## Travail demandé
a) Citez l'extrait sur l'abus de confiance à partir des mots « Renvoyé en correctionnelle, il » et arrêtez-vous après « Cour de cassation. ».
b) Dans l'extrait sur l'abus de confiance, présentez sous forme de liste le paragraphe commençant par « Un responsable d’agence salarié », en conservant ses faits essentiels.
c) Relevez toutes les cours (Cour de cassation et cours d'appel) citées dans l'extrait sur l'abus de confiance.

## Extrait choisi
* * *

L’abus de confiance, sanction ultime du vol de temps du salarié indélicat.

À cinq ans d’intervalle, le 3 mai 2018, la Chambre criminelle de la Cour de cassation a repris une position jurisprudentielle particulièrement étonnante, qui repousse la définition correctionnelle de l’abus de confiance au-delà des éléments légaux pour l’appliquer au temps de travail du salarié [1] [2]. L’innovation juridique a été partagée avec les Cours d’appel de Douai [3] et de Paris [4], dont la Cour de cassation retient les analyses factuelles et l’interprétation juridique à savoir que : « l'utilisation, par un salarié, de son temps de travail à des fins autres que celles pour lesquelles il perçoit une rémunération de son employeur constitue un abus de confiance » [5].

Faits :


Un responsable d’agence salarié d’une société commissionnaire de transport a créé, pendant son temps de travail, dans les locaux de l’entreprise et avec les moyens mis à disposition par l’entreprise, une activité commerciale pour son propre compte, concurrente de celle de l’employeur. Sur plainte motivée de l’employeur, l’instruction a mis en évidence le fait que le salarié avait « abusé de la confiance de son employeur, en utilisant son temps de travail à des fins autres que celles pour lesquelles il percevait une rémunération et en détournant des marchés, outre les moyens matériels que son employeur avait mis à sa disposition ».

Renvoyé en correctionnelle, il a été jugé coupable d’abus de confiance et condamné en répression à 12 mois de détention avec sursis outre intérêts civils. La décision a été confirmée par la Cour d’appel de Douai et la Cour de cassation.

* * *

## Liste des items
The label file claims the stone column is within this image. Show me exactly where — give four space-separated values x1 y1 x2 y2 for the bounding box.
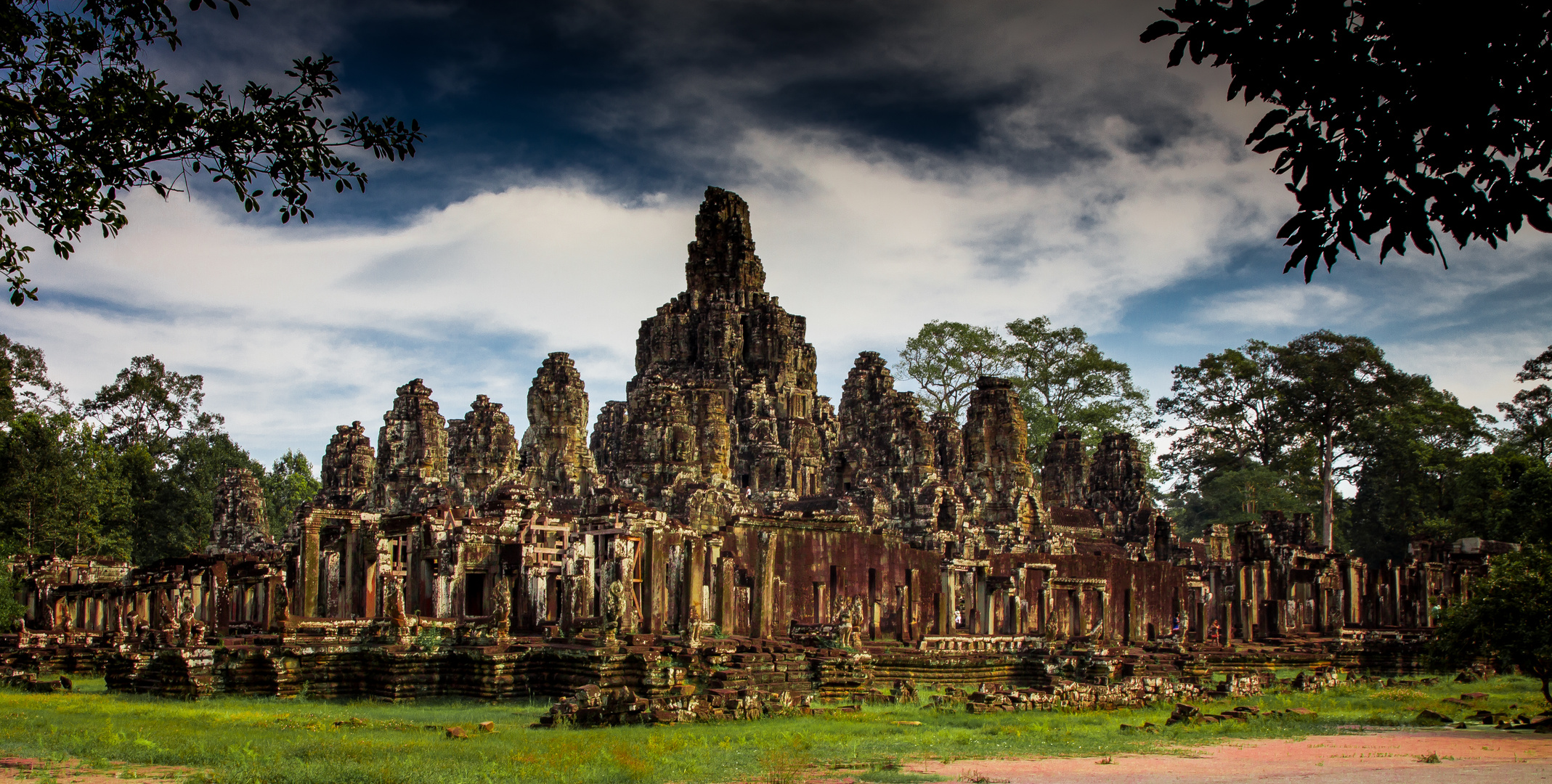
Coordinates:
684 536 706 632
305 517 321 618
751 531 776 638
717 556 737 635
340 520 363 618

* * *

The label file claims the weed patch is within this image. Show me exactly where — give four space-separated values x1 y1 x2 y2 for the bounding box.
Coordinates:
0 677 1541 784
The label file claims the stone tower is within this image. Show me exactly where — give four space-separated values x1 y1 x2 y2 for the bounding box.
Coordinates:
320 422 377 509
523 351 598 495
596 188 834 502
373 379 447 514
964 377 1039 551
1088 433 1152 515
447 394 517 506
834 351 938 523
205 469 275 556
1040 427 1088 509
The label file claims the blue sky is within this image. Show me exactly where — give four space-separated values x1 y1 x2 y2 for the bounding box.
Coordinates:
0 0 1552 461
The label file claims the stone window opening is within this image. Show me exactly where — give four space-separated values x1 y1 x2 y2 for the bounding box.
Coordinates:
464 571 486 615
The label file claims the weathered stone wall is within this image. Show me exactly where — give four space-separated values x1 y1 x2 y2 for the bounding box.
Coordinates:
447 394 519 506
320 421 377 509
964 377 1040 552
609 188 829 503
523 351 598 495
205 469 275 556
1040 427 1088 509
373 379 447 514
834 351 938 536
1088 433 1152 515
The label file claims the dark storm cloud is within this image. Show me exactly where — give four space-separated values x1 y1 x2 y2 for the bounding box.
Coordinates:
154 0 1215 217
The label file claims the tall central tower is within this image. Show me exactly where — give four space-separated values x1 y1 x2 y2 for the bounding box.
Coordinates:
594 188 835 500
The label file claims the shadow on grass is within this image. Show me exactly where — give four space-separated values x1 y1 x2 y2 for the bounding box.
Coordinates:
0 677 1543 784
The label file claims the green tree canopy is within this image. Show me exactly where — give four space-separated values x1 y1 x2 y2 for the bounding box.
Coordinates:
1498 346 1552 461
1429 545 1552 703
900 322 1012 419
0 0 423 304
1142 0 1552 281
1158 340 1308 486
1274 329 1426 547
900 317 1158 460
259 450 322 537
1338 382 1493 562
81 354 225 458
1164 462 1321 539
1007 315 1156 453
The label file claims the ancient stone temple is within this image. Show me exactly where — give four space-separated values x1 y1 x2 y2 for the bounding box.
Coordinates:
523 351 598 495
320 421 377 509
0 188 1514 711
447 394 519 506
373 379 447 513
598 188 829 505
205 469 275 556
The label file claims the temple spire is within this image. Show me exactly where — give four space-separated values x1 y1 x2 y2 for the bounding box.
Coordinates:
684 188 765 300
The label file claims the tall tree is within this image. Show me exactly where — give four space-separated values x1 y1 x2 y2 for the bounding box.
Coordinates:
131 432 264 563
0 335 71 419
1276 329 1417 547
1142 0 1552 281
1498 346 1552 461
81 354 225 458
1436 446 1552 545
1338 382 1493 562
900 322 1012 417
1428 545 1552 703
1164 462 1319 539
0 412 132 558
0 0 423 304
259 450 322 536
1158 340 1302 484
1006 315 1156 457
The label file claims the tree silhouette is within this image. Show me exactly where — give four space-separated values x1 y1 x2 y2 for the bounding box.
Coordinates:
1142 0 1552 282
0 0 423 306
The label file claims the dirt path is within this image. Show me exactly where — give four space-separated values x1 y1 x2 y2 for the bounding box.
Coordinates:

* * *

## Réponses dans l'ordre
a)
Renvoyé en correctionnelle, il a été jugé coupable d’abus de confiance et condamné en répression à 12 mois de détention avec sursis outre intérêts civils. La décision a été confirmée par la Cour d’appel de Douai et la Cour de cassation.

b)
- Un responsable d'agence, salarié d'une société commissionnaire de transport, a créé pour son propre compte une activité commerciale concurrente de celle de son employeur.
- Il l'a fait pendant son temps de travail, dans les locaux de l'entreprise et avec les moyens qu'elle mettait à sa disposition.
- L'employeur a déposé une plainte motivée.
- L'instruction a établi que le salarié avait abusé de la confiance de son employeur : il avait utilisé son temps de travail à des fins autres que celles pour lesquelles il était rémunéré, détourné des marchés et détourné les moyens matériels fournis.

c)
- La Cour de cassation (sa Chambre criminelle)
- La Cour d'appel de Douai
- La Cour d'appel de Paris